[Record extracts]:
****************************************

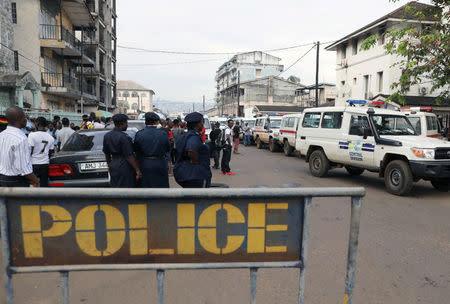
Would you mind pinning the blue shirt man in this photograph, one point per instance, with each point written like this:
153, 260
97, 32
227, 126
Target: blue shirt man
151, 146
192, 169
118, 149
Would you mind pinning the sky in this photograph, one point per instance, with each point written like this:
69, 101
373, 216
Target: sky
228, 27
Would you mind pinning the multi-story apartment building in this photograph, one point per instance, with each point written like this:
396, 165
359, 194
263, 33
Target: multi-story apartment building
369, 74
105, 41
63, 54
252, 74
306, 96
133, 98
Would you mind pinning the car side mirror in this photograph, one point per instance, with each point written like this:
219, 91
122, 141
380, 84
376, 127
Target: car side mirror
365, 132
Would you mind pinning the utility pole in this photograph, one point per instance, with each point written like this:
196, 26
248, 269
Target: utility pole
317, 74
204, 110
239, 93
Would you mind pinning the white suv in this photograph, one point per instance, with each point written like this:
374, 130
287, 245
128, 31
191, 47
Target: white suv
266, 132
377, 140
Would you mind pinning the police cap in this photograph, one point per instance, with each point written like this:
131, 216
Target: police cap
151, 116
119, 118
193, 117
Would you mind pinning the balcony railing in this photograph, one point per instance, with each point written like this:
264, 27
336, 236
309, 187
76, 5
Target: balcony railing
60, 80
56, 32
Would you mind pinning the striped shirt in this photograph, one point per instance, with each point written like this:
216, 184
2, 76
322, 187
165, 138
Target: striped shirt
15, 154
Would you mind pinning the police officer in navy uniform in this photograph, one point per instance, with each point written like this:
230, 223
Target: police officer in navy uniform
151, 146
118, 149
192, 169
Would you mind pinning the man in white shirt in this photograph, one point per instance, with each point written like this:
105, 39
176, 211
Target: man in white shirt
16, 169
64, 133
41, 144
226, 155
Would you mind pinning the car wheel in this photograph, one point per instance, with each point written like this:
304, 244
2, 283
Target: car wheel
398, 177
354, 171
442, 185
319, 164
259, 144
273, 147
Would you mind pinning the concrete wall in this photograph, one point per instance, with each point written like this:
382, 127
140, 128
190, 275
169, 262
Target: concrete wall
6, 37
352, 72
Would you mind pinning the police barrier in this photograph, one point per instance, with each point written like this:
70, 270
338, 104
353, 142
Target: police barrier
63, 230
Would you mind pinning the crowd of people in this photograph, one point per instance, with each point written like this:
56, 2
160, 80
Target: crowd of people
27, 145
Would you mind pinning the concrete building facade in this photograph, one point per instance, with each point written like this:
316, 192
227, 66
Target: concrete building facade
306, 96
133, 98
63, 54
369, 74
269, 90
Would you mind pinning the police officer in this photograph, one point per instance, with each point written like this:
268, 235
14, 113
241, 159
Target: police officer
192, 169
151, 145
118, 149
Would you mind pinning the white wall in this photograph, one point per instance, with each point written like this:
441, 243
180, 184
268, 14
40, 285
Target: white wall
369, 63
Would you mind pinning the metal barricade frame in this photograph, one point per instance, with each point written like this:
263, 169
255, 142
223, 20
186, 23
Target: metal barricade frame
305, 194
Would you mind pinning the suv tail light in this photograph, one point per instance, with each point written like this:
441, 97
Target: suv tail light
59, 170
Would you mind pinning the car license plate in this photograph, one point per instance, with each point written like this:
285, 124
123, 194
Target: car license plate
93, 166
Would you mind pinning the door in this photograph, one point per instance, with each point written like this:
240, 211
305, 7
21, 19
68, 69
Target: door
359, 149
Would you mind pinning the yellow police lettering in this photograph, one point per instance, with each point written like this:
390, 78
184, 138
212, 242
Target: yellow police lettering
207, 231
32, 227
85, 230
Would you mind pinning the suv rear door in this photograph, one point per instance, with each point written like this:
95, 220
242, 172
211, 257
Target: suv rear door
359, 151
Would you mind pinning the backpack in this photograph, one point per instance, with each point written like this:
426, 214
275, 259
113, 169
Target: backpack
220, 140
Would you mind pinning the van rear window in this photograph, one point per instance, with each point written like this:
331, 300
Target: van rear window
311, 120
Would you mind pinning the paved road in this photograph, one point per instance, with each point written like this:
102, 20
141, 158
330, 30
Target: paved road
404, 253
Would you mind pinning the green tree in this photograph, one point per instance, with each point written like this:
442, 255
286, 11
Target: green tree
423, 49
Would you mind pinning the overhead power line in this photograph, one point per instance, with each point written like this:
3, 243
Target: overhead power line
300, 58
208, 53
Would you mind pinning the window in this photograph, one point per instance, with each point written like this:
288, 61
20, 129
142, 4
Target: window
50, 65
415, 121
431, 123
358, 124
311, 120
14, 12
332, 120
366, 86
355, 46
344, 51
16, 60
380, 81
291, 122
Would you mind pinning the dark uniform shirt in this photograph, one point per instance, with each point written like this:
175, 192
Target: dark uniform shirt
119, 145
185, 170
151, 145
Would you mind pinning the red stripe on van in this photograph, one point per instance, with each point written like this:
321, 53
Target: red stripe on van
288, 131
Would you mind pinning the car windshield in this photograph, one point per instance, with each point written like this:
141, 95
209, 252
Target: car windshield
207, 124
392, 125
275, 123
251, 123
89, 141
415, 122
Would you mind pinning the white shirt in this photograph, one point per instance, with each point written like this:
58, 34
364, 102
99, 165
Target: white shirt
15, 158
228, 132
42, 143
63, 135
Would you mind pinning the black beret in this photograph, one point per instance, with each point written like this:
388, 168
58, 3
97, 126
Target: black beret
193, 117
152, 116
118, 118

****************************************

[Given task]:
Transcribe exactly, and only, the lines from the one bearing "Would you mind pinning the overhead" through the last line of the entries, counting both.

[Task output]:
Would you mind pinning the overhead power line in this photograph, one point per instance, with each point written like this:
3, 243
Target: overhead power line
300, 58
208, 53
Would you mind pinning the window in this photograph, one point per instance, with each point written like this:
288, 61
20, 129
142, 4
Target: window
50, 65
415, 121
431, 123
358, 124
311, 120
14, 12
332, 120
366, 86
355, 46
344, 51
16, 60
380, 81
291, 122
Would you mind pinning the dark uniform shirt in this photograph, one point per instance, with each point written like this:
175, 192
Target: dark uniform shirt
119, 145
185, 170
151, 145
Would you mind pinning the red stripe on van in this photograph, one point per instance, with each point written like this:
321, 53
Target: red stripe on van
288, 131
Would you mind pinning the car windshield in this photograph, one point per instance, with each point written like this:
141, 95
209, 252
Target: car windshield
207, 124
392, 125
275, 123
251, 123
89, 141
415, 122
Would you mind pinning the white shirt in this photograph, one point per instance, with each point written like this:
58, 34
364, 102
99, 165
Target: white shirt
15, 158
228, 132
42, 143
63, 135
Would you mind pinning the black beret in this photograph, one point per instance, with each point written like this:
388, 168
58, 3
97, 126
Target: black beret
193, 117
152, 116
118, 118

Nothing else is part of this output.